## RECORDS FOR THE TASK
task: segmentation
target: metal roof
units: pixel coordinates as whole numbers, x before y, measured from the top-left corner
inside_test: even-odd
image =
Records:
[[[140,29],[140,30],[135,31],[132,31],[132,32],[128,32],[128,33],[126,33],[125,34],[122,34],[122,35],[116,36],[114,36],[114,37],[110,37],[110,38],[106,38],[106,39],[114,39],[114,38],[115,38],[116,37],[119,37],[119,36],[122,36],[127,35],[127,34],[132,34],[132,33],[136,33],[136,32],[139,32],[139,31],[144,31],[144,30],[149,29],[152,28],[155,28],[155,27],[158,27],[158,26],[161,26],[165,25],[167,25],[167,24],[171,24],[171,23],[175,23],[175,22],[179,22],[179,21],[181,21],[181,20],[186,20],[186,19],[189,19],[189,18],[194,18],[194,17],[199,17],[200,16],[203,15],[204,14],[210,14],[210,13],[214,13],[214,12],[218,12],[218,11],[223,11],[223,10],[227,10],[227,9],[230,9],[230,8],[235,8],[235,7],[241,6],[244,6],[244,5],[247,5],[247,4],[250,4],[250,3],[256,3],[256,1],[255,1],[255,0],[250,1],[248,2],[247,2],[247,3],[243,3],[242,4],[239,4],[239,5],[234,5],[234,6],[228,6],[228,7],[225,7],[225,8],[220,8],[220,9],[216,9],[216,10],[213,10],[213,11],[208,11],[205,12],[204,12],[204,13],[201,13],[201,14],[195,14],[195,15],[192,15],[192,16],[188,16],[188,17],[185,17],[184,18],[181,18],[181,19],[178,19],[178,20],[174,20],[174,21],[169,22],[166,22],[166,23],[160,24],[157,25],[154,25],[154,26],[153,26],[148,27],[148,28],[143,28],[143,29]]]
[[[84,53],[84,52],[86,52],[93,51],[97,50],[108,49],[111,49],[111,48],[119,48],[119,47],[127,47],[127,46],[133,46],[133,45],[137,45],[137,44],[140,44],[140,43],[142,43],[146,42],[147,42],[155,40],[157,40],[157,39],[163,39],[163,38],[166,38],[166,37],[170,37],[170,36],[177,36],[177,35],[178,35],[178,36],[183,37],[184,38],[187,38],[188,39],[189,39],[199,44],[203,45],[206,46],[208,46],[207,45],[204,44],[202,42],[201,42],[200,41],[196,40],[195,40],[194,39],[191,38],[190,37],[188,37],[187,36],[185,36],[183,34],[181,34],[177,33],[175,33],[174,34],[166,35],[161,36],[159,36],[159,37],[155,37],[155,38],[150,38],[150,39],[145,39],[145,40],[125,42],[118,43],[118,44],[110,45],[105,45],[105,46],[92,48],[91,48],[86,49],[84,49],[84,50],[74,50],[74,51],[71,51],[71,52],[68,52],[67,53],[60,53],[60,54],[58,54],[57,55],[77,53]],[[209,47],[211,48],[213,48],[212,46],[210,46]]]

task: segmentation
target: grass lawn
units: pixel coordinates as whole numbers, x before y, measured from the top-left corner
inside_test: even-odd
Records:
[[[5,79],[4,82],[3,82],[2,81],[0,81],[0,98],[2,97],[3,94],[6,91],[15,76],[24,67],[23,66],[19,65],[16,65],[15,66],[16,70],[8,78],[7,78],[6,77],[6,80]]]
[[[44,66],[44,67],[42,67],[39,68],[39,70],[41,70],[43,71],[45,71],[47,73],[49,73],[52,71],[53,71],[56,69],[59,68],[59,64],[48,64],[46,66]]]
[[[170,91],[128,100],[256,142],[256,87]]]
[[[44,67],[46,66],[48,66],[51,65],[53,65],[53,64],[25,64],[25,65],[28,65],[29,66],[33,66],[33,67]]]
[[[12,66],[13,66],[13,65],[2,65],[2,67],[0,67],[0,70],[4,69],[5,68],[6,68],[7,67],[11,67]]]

## AIM
Your task is to return the full listing exactly as it was given.

## FULL OUTPUT
task: segmentation
target: metal roof
units: pixel coordinates as whole numbers, x before y, measured from the top-left corner
inside_test: even-odd
image =
Records:
[[[140,29],[140,30],[135,31],[132,31],[132,32],[128,32],[128,33],[126,33],[125,34],[122,34],[122,35],[116,36],[114,36],[114,37],[110,37],[110,38],[106,38],[106,39],[114,39],[114,38],[115,38],[116,37],[119,37],[119,36],[122,36],[127,35],[127,34],[132,34],[132,33],[136,33],[136,32],[139,32],[139,31],[144,31],[144,30],[149,29],[152,28],[155,28],[155,27],[158,27],[158,26],[161,26],[165,25],[167,25],[167,24],[171,24],[171,23],[175,23],[175,22],[179,22],[179,21],[181,21],[181,20],[186,20],[186,19],[189,19],[189,18],[194,18],[194,17],[199,17],[200,16],[203,15],[204,14],[210,14],[210,13],[214,13],[214,12],[218,12],[218,11],[223,11],[223,10],[227,10],[227,9],[230,9],[230,8],[235,8],[235,7],[241,6],[244,6],[244,5],[247,5],[247,4],[250,4],[250,3],[256,3],[256,1],[255,1],[255,0],[250,1],[248,2],[247,2],[247,3],[243,3],[242,4],[239,4],[239,5],[234,5],[234,6],[228,6],[228,7],[225,7],[225,8],[220,8],[220,9],[216,9],[216,10],[213,10],[213,11],[208,11],[205,12],[204,12],[204,13],[201,13],[201,14],[195,14],[195,15],[192,15],[192,16],[188,16],[188,17],[185,17],[184,18],[181,18],[181,19],[178,19],[178,20],[174,20],[174,21],[169,22],[166,22],[166,23],[160,24],[157,25],[154,25],[154,26],[153,26],[148,27],[148,28],[143,28],[143,29]]]
[[[84,53],[84,52],[86,52],[93,51],[97,50],[108,49],[111,49],[111,48],[119,48],[119,47],[127,47],[127,46],[133,46],[133,45],[137,45],[137,44],[140,44],[140,43],[142,43],[146,42],[147,42],[155,40],[157,40],[157,39],[163,39],[163,38],[166,38],[166,37],[170,37],[170,36],[177,36],[177,35],[178,35],[178,36],[183,37],[184,38],[187,38],[188,39],[189,39],[199,44],[203,45],[206,46],[208,46],[207,45],[204,44],[202,42],[201,42],[200,41],[196,40],[195,40],[194,39],[191,38],[190,37],[188,37],[187,36],[185,36],[183,34],[181,34],[177,33],[175,33],[174,34],[166,35],[161,36],[159,36],[159,37],[155,37],[155,38],[150,38],[150,39],[145,39],[145,40],[125,42],[118,43],[118,44],[110,45],[105,45],[105,46],[92,48],[91,48],[86,49],[84,49],[84,50],[74,50],[74,51],[71,51],[71,52],[68,52],[67,53],[60,53],[60,54],[58,54],[57,55],[77,53]],[[209,47],[211,48],[213,48],[212,46],[210,46]]]

task: segmentation
target: grass lawn
units: pixel coordinates as whole numbers, x before y, measured from the top-left corner
inside_test: even-odd
Records:
[[[5,79],[4,82],[3,82],[2,81],[0,81],[0,98],[2,97],[3,94],[6,91],[15,76],[24,67],[23,66],[19,65],[16,65],[15,66],[16,70],[8,78],[7,78],[6,77],[6,80]]]
[[[44,66],[44,67],[42,67],[39,68],[39,70],[41,70],[43,71],[45,71],[47,73],[49,73],[52,71],[53,71],[56,69],[59,68],[59,64],[48,64],[46,66]]]
[[[170,91],[128,100],[256,142],[256,87]]]
[[[44,67],[46,66],[48,66],[51,65],[53,65],[53,64],[25,64],[25,65],[28,65],[29,66],[33,66],[33,67]]]
[[[12,66],[13,66],[13,65],[2,65],[2,67],[0,67],[0,70],[4,69],[5,68],[6,68],[7,67],[11,67]]]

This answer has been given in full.